(Collected data)
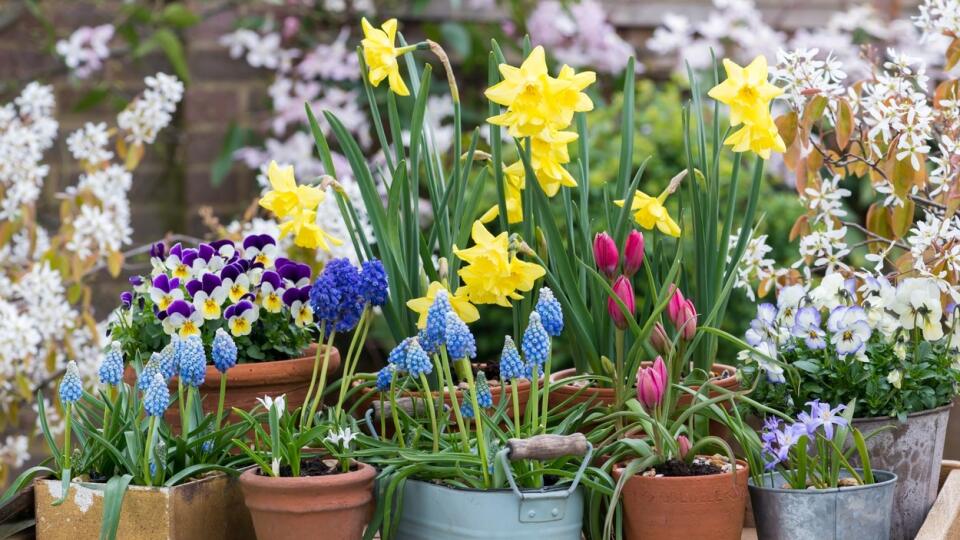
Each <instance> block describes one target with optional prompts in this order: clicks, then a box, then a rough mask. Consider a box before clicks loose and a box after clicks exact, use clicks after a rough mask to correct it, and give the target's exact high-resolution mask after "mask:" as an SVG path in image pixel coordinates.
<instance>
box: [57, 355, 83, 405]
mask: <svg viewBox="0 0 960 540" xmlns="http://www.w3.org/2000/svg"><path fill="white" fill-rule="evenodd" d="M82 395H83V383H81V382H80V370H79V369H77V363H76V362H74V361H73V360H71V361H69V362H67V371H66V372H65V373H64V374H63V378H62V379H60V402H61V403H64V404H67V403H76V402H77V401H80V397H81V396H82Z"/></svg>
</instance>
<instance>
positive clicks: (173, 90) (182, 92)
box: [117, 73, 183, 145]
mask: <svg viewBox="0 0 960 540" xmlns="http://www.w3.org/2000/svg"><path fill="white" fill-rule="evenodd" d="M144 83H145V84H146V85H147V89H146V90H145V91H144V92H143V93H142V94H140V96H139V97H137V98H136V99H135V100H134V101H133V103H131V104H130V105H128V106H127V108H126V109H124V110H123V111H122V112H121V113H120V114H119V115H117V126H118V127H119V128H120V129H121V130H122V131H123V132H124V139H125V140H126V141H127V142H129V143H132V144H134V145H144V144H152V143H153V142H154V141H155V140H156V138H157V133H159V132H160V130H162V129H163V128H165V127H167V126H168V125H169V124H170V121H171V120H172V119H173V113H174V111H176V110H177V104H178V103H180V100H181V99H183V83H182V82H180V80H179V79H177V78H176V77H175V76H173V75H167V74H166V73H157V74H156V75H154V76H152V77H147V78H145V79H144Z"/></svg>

...

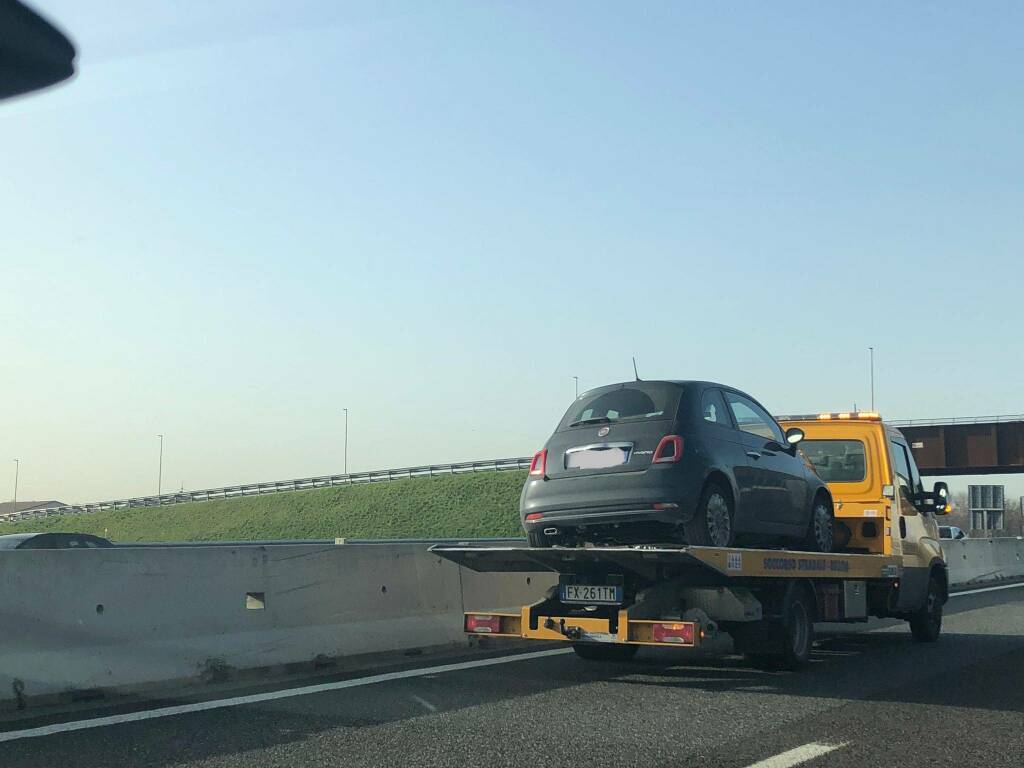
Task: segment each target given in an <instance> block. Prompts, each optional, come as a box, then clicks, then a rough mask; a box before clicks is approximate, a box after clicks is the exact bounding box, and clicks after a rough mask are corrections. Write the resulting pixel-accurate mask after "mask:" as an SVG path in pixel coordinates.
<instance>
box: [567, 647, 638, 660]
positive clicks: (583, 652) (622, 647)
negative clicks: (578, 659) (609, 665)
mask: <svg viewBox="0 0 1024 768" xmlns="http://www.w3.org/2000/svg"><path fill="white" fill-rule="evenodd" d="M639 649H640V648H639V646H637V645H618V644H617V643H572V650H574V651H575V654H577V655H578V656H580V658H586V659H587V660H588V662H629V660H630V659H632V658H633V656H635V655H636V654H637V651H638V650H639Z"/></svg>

TASK TO CARRY OUT: With the line that has "Each <instance> block" as the first and the line that has "positive clicks: (173, 90) (182, 92)" as the last, repeat exactly that run of lines above and no more.

TASK SOLUTION:
Each <instance> block describes one target with optional prompts in this order: clicks, then a box, then a rough mask. Consider a box before clicks loose and a box after clicks exact, use clicks after a rough mask to correct it, and give the target's exact high-resolution mask after "mask:" as an SVG path in image pixel coordinates.
<instance>
box: [57, 355, 83, 405]
mask: <svg viewBox="0 0 960 540" xmlns="http://www.w3.org/2000/svg"><path fill="white" fill-rule="evenodd" d="M82 395H83V383H81V382H80V370H79V369H77V363H76V362H74V361H73V360H71V361H69V362H67V371H66V372H65V373H64V374H63V378H62V379H60V402H61V403H64V404H67V403H76V402H77V401H80V397H81V396H82Z"/></svg>
</instance>
<instance>
positive clicks: (173, 90) (182, 92)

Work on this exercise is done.